#### PASSAGE PROVIDED:
☆ ☆ ☆ ☆ ☆
With Canada’s housing market showing no signs of slowing down, RBC’s senior economist has warned of “overheating” as one of several potential risks in the near-term.
In a recent report, Robert Hogue, senior economist at RBC, said that “unprecedented government aid, supportive actions from financial institutions, and rock bottom interest rates” had contributed to a high level of activity in of the country’s four largest markets of Toronto, Vancouver, Montreal, and Calgary.
“COVID-19 wasn’t the much-feared Armageddon for Canada’s housing market,” said Hogue.
Read more: RBC: Toronto condo inventory growth surpasses all other Canadian markets
However, Hogue warned that, while “super-strong,” Canada’s housing market was not risk-free, saying the main near-term risk “is overheating, not [a] price collapse.”
“Super-strong demand is quickly depleting inventories across the country,” said Hogue. “Competition between buyers is extremely fierce in many markets (including smaller ones), and a ‘fear of missing out’ is taking hold. Such dynamics often lead to self-reinforcing price trends.”
☆ ☆ ☆ ☆ ☆
#### WORK ITEM A:
In the housing market passage, what does Hogue name as the main near-term risk?
#### WORK ITEM B:
Extract the housing market passage word for word, from "With Canada’s housing" up to and including "Montreal, and Calgary.".
#### WORK ITEM C:
Continue the housing market passage from where it stops.
☆ ☆ ☆ ☆ ☆
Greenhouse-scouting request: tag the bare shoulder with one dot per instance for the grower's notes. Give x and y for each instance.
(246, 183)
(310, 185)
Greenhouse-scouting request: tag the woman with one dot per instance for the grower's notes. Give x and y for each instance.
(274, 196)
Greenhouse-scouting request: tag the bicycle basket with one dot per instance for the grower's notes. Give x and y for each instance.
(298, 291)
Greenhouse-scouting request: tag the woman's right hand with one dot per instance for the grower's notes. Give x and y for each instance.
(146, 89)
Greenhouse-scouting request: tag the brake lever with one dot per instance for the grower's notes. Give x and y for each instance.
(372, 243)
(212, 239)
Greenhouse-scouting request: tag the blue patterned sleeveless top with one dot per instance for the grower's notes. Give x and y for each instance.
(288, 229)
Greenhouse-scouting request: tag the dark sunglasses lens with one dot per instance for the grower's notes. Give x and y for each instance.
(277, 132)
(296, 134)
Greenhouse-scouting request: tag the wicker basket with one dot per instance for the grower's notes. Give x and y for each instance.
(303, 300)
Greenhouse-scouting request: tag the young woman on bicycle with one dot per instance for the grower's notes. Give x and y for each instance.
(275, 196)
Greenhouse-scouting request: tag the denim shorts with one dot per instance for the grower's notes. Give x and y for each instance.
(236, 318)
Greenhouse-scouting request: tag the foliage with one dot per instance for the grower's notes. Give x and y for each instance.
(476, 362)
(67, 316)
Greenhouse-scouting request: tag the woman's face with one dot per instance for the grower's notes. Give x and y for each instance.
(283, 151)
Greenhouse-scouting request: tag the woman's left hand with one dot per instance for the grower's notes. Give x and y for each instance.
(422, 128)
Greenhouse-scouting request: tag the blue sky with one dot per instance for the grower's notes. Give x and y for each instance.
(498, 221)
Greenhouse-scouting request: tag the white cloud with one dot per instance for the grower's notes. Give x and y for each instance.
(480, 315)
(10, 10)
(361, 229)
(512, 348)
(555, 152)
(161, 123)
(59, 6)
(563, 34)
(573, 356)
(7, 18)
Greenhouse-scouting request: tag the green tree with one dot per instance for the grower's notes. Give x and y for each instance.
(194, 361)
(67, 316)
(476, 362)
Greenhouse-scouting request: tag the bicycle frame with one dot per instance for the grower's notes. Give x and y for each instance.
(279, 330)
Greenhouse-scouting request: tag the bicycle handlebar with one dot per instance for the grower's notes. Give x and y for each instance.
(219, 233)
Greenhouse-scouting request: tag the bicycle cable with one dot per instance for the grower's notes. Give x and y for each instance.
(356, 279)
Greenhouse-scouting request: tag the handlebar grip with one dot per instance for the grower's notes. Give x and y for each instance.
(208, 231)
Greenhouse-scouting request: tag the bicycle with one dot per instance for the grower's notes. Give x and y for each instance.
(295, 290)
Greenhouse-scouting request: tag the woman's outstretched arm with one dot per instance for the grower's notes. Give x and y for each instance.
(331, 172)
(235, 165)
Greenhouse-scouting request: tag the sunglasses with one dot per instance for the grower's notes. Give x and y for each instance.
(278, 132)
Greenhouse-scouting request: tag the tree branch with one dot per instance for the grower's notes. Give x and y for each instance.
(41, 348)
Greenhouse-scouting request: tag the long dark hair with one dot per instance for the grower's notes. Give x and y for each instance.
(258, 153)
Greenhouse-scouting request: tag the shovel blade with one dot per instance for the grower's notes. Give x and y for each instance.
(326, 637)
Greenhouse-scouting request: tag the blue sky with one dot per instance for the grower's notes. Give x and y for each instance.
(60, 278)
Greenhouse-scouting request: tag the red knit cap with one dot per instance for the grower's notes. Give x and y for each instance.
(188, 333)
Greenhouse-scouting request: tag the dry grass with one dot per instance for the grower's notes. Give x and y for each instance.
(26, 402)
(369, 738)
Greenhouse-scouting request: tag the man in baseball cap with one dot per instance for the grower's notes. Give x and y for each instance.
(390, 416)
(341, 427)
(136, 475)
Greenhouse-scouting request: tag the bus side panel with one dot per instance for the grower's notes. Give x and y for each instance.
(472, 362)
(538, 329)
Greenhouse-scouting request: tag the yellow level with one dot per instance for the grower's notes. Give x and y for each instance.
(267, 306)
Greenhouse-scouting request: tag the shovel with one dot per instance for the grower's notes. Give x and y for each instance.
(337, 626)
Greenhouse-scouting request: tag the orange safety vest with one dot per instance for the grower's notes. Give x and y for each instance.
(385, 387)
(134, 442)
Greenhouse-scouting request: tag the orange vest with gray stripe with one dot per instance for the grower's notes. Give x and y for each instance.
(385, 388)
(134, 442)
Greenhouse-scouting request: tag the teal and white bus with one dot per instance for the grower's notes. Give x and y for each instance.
☆ ☆ ☆ ☆ ☆
#### EXERCISE ANSWER A:
Overheating, not a price collapse.

#### EXERCISE ANSWER B:
With Canada’s housing market showing no signs of slowing down, RBC’s senior economist has warned of “overheating” as one of several potential risks in the near-term.
In a recent report, Robert Hogue, senior economist at RBC, said that “unprecedented government aid, supportive actions from financial institutions, and rock bottom interest rates” had contributed to a high level of activity in of the country’s four largest markets of Toronto, Vancouver, Montreal, and Calgary.

#### EXERCISE ANSWER C:
Hogue also said that, while exceptionally low rates “provide a powerful tailwind for the market,” the wind could “change direction if a quick economic recovery stokes inflation fears, causing interest rates to rise.”
“Events in British Columbia [in 2016] and Ontario [in 2017] have shown us policymakers come under intense pressure to stabilize markets and contain household leverage risks when prices spiral upward,” said Hogue.
Additionally, Hogue said that a fall in immigration could put the breaks on housing demand if sustained.
“The impact of persistently low immigration would likely spread beyond the rental market of Canada’s largest cities,” said Hogue. “Condo markets could become vulnerable.”
And, of course, as Canada struggles with a slowdown in its vaccine roll-out, Hogue said the pandemic still represents a threat to the housing market.
“New variants could emerge that could destabilize the economy,” said Hogue.